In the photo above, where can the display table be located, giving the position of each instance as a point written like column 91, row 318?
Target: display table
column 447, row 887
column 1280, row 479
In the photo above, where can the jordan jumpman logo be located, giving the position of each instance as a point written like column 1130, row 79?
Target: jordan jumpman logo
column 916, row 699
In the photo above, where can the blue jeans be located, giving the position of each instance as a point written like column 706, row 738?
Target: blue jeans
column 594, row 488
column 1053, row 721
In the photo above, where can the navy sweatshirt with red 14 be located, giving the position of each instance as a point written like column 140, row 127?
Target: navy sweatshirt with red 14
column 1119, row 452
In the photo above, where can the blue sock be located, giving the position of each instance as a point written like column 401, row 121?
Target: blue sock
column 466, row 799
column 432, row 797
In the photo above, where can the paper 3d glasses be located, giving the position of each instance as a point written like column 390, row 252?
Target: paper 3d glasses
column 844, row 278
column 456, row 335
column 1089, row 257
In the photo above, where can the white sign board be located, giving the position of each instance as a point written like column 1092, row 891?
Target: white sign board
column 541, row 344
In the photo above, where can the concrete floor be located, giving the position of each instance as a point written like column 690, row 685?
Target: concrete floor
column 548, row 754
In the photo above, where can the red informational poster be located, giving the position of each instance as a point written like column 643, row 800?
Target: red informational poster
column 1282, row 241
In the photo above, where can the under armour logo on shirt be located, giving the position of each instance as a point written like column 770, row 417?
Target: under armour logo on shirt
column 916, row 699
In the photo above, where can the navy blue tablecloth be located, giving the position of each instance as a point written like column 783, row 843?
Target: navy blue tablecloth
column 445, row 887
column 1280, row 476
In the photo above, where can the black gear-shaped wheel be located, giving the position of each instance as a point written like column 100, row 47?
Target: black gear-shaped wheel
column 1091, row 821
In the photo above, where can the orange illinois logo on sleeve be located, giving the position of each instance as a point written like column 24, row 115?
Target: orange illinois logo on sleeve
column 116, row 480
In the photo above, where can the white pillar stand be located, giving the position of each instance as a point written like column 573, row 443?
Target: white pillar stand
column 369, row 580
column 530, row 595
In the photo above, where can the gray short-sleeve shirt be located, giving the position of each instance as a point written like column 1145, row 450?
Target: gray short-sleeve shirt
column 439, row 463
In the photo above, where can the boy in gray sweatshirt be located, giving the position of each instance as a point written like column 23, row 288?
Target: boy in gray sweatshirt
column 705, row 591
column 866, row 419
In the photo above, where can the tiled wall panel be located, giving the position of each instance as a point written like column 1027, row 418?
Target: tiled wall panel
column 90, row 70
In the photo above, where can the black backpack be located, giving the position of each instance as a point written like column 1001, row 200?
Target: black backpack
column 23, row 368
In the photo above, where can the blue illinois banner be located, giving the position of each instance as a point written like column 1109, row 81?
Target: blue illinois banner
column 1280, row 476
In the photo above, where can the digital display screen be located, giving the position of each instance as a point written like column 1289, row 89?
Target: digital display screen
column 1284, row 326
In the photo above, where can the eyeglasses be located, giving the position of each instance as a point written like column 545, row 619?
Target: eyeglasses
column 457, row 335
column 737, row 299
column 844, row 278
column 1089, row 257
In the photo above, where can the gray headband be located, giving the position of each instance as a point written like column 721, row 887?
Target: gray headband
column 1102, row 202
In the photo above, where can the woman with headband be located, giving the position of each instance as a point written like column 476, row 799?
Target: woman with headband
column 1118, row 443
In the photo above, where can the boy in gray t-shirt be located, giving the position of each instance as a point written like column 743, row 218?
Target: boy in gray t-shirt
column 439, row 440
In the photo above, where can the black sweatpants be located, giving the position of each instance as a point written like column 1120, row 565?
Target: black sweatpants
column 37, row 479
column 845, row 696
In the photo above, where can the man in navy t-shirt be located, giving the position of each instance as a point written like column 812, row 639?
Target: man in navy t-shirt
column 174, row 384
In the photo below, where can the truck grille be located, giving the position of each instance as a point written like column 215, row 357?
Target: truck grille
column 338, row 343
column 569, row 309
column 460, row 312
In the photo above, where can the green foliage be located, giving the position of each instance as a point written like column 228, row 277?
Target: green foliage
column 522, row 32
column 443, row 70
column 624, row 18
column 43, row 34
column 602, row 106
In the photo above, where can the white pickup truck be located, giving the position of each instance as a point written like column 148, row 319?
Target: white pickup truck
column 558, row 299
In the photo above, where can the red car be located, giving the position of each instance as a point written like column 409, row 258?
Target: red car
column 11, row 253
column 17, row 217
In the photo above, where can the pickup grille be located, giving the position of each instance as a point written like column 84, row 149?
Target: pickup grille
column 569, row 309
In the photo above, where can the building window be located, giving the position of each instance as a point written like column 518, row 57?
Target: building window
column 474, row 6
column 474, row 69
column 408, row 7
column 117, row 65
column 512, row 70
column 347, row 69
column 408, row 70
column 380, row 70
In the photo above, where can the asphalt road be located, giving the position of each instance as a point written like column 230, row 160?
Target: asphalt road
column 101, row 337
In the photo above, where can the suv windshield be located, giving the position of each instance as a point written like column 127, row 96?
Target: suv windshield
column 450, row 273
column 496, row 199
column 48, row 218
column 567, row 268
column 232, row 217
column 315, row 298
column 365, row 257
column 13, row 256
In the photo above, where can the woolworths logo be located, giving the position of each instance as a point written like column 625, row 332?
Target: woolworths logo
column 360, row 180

### Aim of the task
Present the material from the line with "In the photo above, where can the black sweatpants" to the line with "column 460, row 312" as a numbered list. Include both of those lines and leave out any blank lines.

### Final result
1. In the photo above, where can the black sweatpants be located, giving the position of each instance as a point written like column 1120, row 565?
2. Target: black sweatpants
3. column 37, row 479
4. column 845, row 696
5. In the photo above, where can the man in navy t-shirt be located, giving the position of each instance as a point written like column 812, row 639?
6. Target: man in navy t-shirt
7. column 174, row 384
8. In the photo below, where can the truck grille be located, giving the position of each instance as a point written like column 215, row 357?
9. Target: truck grille
10. column 338, row 343
11. column 569, row 309
12. column 460, row 312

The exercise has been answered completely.